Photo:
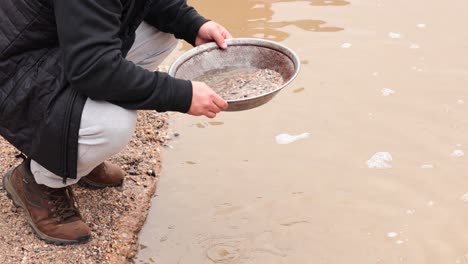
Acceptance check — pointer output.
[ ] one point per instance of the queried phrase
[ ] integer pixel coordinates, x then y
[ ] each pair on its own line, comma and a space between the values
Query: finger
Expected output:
219, 39
219, 102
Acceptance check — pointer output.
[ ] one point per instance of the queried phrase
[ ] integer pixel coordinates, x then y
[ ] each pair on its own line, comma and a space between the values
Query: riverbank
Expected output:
115, 215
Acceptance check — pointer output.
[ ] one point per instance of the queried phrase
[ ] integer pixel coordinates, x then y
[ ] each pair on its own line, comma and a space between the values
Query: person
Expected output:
72, 75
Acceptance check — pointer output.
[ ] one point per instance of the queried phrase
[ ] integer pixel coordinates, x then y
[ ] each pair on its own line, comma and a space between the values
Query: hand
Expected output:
212, 31
205, 101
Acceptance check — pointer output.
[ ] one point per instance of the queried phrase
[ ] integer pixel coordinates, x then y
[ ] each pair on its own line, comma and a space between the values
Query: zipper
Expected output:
68, 113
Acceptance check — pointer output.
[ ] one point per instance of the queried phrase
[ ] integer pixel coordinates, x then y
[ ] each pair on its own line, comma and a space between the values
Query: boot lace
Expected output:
64, 204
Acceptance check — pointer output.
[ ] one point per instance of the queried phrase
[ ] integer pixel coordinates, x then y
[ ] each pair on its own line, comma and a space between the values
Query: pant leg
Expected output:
106, 128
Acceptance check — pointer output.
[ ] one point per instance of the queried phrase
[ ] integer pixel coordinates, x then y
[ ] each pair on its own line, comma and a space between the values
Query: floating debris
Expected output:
379, 161
288, 139
427, 166
394, 35
387, 91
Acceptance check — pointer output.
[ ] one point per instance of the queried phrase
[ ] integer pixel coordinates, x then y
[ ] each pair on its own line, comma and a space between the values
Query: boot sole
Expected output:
13, 195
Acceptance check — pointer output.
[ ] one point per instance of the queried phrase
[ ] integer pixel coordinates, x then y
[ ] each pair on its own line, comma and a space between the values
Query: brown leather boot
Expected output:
52, 213
104, 175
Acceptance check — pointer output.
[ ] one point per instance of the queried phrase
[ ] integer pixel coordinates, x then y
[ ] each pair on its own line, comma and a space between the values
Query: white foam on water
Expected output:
346, 45
410, 211
457, 153
288, 139
380, 161
387, 91
464, 197
394, 35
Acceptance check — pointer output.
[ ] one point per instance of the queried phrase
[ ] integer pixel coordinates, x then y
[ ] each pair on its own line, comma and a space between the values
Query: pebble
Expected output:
380, 160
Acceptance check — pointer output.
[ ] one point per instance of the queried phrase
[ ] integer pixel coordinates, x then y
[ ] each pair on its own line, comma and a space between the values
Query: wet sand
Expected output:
377, 76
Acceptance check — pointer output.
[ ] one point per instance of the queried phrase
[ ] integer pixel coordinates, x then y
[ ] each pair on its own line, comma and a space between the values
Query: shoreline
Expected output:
115, 215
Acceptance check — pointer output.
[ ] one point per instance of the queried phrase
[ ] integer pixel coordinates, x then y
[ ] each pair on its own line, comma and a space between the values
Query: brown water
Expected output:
233, 83
380, 79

+ + + + +

ACTION ITEM = Every entry should be repeated verbatim, with the pictures left out.

ANSWER BOX =
Photo:
Acceptance check — pointer output.
[ ] one point per instance of the queried phrase
[ ] integer pixel coordinates, x then y
[ ] each pair on its own line, comma and a space between the values
Query: finger
Expected output:
219, 39
219, 102
Acceptance check — pointer output.
[ ] one point per instance of the queried phrase
[ ] integer pixel coordinates, x then y
[ ] each pair on its own line, comma and a space between the values
Query: riverbank
Expected output:
115, 215
Acceptance check — pointer output.
[ ] one point per instance of the queried phrase
[ ] integer pixel coordinates, x then y
[ ] each pair on its own line, comma and a space between the values
Query: person
Expected output:
72, 75
Acceptance check — pointer output.
[ ] one point per instance of the queried phrase
[ ] integer pixel coordinates, x then y
[ ] each pair on its own line, comma and a space between the values
Query: hand
Expected output:
212, 31
205, 101
Acceptance check — pointer output.
[ ] one point per instance of the queried phrase
[ ] integer pixel coordinates, x then y
[ ] each pair on its own line, comma and a space between the values
Query: zipper
Expected output:
68, 113
Acceptance check — pointer output.
[ ] one point per instance of the queried phrase
[ ] integer pixel coordinates, x then y
[ ] each pair on its own line, comma and a space between the values
Query: boot lace
Expected output:
64, 204
Acceptance check — pointer output.
[ ] one point per instance of the queried phrase
[ ] integer pixel coordinates, x then y
[ ] each pair on its own line, comma and a space between the values
Query: pant leg
Expected output:
106, 128
Acceptance check — pointer output.
[ ] one point per instance of the queried phrase
[ ] integer pixel coordinates, x then y
[ ] each pair on its own line, comma and a space between the values
Query: floating debris
Expected output:
379, 161
288, 139
427, 166
394, 35
387, 91
Acceptance check — pointer output.
[ ] one point per instance of the queried phrase
[ ] integer pixel coordinates, x then y
[ ] each pair on its own line, comma and a space between the values
Query: boot sole
Expected output:
13, 195
Acceptance check — pointer output.
[ ] one point per instance of the queried phrase
[ ] integer pixel coordinates, x then y
[ ] each pair on its own line, comma and a space between the values
Query: brown leather boot
Expected output:
52, 213
104, 175
Acceptance check — pointer output.
[ ] one point per instance of the queried phrase
[ ] integer pixel coordinates, x then y
[ ] each pair on its own line, comma and a space between the values
Query: white foam on water
Expected output:
346, 45
410, 211
457, 153
288, 139
380, 161
387, 91
464, 197
394, 35
Acceptance check — pointer output.
[ ] one point per instance of the queried phrase
[ ] integer pixel coordinates, x then y
[ ] each pair on its own line, comma and a space between the values
Query: pebble
Expected output:
380, 160
Acceptance check — pointer output.
[ ] one point per instance of the queried phrase
[ ] integer pixel coordinates, x then y
[ ] each pair on its own line, comma and a space between the values
Query: wet sand
Expected output:
377, 76
Acceptance check — pointer output.
[ ] one point per instance of the queried phrase
[ ] integer pixel coordinates, x then y
[ ] each pair on its own line, comma and a space between the values
Query: shoreline
Expected output:
115, 215
Acceptance check — pointer output.
[ ] one point per instance of the queried phrase
[ ] integer pixel coordinates, x then y
[ ] each pair on its own line, comma and a space between the values
Query: brown water
Expected output:
233, 83
380, 79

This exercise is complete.